## THE DATA
- - -

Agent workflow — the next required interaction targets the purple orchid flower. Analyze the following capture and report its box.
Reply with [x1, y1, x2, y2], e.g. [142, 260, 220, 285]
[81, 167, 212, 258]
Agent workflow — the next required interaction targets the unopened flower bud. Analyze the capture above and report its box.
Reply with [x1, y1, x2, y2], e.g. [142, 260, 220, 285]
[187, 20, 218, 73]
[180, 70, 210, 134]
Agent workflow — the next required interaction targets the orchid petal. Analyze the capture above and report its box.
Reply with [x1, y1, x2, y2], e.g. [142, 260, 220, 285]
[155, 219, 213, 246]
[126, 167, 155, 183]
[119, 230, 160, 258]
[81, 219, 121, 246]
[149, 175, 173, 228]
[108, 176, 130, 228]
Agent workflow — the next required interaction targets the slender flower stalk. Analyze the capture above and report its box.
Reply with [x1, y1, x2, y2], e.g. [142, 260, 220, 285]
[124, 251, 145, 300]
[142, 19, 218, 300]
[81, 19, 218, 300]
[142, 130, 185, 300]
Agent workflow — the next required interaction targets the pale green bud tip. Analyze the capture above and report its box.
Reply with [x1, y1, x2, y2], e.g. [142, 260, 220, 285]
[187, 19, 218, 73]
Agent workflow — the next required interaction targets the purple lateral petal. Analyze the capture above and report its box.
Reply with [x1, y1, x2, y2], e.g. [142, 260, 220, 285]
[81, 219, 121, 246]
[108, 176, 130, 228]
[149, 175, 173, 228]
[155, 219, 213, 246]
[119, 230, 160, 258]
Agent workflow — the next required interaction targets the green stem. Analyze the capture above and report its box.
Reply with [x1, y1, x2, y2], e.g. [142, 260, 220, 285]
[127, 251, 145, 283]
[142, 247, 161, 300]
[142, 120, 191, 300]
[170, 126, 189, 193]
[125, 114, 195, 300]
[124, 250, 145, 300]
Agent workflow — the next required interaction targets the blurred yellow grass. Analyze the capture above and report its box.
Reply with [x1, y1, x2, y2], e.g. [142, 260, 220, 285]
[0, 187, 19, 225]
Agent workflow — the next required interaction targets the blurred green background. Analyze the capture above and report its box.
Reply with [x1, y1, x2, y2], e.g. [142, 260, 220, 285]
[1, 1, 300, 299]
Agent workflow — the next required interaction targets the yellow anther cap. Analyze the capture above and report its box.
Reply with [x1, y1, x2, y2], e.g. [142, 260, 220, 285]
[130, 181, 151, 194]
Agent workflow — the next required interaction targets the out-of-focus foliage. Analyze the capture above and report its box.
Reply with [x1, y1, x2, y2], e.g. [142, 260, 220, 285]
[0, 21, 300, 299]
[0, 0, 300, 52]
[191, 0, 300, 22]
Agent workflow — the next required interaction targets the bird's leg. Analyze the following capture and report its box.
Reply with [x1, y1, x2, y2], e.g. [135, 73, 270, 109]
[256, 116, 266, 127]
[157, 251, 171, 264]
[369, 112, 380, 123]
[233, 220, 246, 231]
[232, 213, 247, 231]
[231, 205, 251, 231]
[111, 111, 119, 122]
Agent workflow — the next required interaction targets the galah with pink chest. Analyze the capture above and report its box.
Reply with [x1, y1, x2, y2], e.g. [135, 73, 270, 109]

- - -

Each line of the listing above that includes the word "orchid" should be copied.

Agent workflow — the next required interaction targets the purple orchid flower. Analyze the following capture and report its box.
Agent workflow — the next required interaction targets the orchid petal. Analyze the capture above and report its box.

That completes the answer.